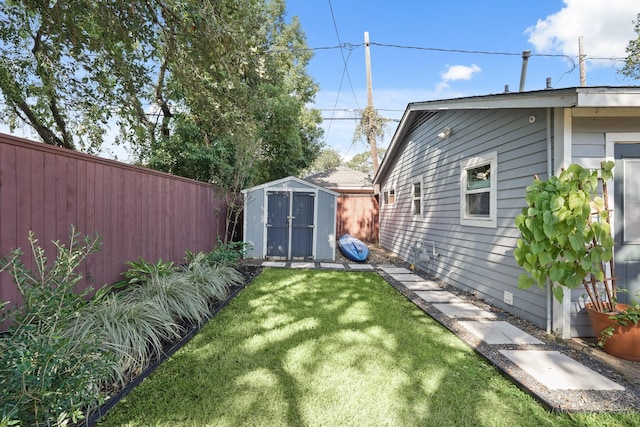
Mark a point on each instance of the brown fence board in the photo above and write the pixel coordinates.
(138, 212)
(358, 216)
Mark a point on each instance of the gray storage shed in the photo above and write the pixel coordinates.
(290, 219)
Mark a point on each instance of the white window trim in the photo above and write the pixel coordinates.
(387, 191)
(490, 221)
(414, 198)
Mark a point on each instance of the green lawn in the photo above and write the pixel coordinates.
(331, 348)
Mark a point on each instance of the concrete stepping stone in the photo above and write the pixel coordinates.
(274, 264)
(556, 371)
(303, 265)
(407, 277)
(331, 265)
(437, 296)
(395, 270)
(464, 311)
(499, 332)
(423, 285)
(361, 266)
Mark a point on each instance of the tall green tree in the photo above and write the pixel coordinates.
(631, 67)
(363, 162)
(209, 89)
(327, 159)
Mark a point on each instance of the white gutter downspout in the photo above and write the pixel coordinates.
(549, 173)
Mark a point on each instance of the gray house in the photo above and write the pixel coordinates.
(290, 219)
(454, 178)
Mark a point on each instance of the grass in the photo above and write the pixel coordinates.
(327, 348)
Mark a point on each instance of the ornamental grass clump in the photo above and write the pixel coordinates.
(133, 330)
(566, 235)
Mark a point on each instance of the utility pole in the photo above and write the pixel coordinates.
(581, 56)
(371, 133)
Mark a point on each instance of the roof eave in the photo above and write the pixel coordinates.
(589, 97)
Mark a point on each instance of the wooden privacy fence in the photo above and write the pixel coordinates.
(358, 215)
(138, 212)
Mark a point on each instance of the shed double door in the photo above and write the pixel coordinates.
(290, 224)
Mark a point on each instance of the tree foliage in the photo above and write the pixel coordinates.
(231, 73)
(631, 67)
(363, 162)
(213, 90)
(328, 158)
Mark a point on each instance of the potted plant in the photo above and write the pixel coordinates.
(566, 240)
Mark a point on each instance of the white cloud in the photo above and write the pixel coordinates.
(606, 25)
(457, 72)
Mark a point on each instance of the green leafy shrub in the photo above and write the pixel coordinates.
(47, 377)
(560, 240)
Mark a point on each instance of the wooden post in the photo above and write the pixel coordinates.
(371, 135)
(581, 56)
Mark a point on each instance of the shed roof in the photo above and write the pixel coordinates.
(341, 178)
(602, 100)
(289, 179)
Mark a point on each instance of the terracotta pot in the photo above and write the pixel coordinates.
(625, 341)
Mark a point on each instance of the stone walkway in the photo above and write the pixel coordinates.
(541, 368)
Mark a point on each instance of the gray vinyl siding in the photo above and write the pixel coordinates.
(588, 149)
(471, 258)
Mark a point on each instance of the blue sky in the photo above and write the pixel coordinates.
(429, 64)
(405, 74)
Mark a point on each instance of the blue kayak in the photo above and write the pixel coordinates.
(353, 248)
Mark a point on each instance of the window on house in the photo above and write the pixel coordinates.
(417, 198)
(478, 182)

☆ ☆ ☆

**REQUIRED ACTION:** Restate the material above word for word, so that nothing changes except that the pictures are gone.

**ANSWER TO THE PROBLEM:**
Mark a point on each instance of the brown fence board in the photo above and write the pixel coordinates.
(138, 212)
(358, 216)
Mark a point on each instance of the gray storage shed in the photo above and write the pixel coordinates.
(290, 219)
Mark a point on each instance of the white window trim in the photo above and write the pixel coordinates.
(387, 191)
(490, 221)
(414, 198)
Mark a point on each instance of the green lawn in the photo above and write the pixel coordinates.
(331, 348)
Mark a point on each instance of the concrete stepping stone in the photo above and write the pixel coordinates.
(274, 264)
(556, 371)
(303, 265)
(407, 277)
(331, 265)
(437, 296)
(395, 270)
(464, 311)
(499, 332)
(423, 285)
(361, 266)
Mark a point on each instance of the tall green tree in the photo above and write the pixel coordinates.
(631, 67)
(363, 162)
(209, 89)
(327, 159)
Mark a point on each instance of the white gutter downspout in the photo above and write the pixel coordinates.
(549, 173)
Mark a point on each instance of the gray house in the photo above and write the pixel coordinates.
(290, 219)
(454, 178)
Mark a point on each instance of the grass in the photo above and write the pixel coordinates.
(327, 348)
Mark a point on each instance of the ornamental grass clump in the photo above and write the pixel coordinates.
(133, 330)
(566, 235)
Mark a point on each instance of the utility pole in the photo above and write the pixel coordinates.
(581, 56)
(371, 133)
Mark a point on each instance of the roof eave in the photo above and write the pixel coordinates.
(589, 97)
Mark a point on each instance of the wooden privacy fence in the photo above and write the pixel coordinates.
(358, 215)
(138, 212)
Mark a point on each instance of the shed double door in the photo above and write the pixel coordinates.
(290, 224)
Mark a point on each instance of the tree foliage in the photo above and write the pixel coordinates.
(231, 73)
(631, 67)
(363, 162)
(213, 90)
(328, 158)
Mark a point on each instance of the potted plant in the photo above and write the pixel coordinates.
(566, 240)
Mark a point on each instance of the white cloud in the photo above and write the pixel coordinates.
(606, 25)
(457, 72)
Mark a point on each instance of the green leafy shrub in the photo above and write the pixel coordinates.
(47, 377)
(560, 240)
Mark a point on each instance of the wooden post in the photo above and write the pixel coordinates.
(371, 135)
(581, 56)
Mark a point on each instance of the shed roof in the photo above and write the pixel coordinates.
(341, 178)
(602, 100)
(289, 179)
Mark a point on each instance of the terracotta pot in the photo above and write the pixel coordinates.
(625, 341)
Mark a point on each instance of the stone walkway in the photo above and write the pixel coordinates.
(541, 368)
Mark a point on each instance of the gray vinyl siding in the photo above and write the pixel coordinates.
(588, 149)
(471, 258)
Mark a point on each instance of the blue sky in the photo above and write the pixel coordinates.
(429, 64)
(405, 74)
Mark a point on each instance of the blue kayak in the photo above and write the pixel coordinates.
(353, 248)
Mark a point on each instance of the window on house in the photo above and write the pixel coordinates.
(417, 198)
(478, 182)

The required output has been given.